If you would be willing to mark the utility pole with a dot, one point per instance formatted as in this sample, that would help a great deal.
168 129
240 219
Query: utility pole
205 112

======

What the task asks =
Please rename "utility pole" to "lamp post" throughout the items and write them out again with nothing else changed.

Reply =
If you would be willing to mark the lamp post with a dot, one point per instance formatted as in this sample, that would help a great deal.
168 129
240 219
Query: lamp post
205 112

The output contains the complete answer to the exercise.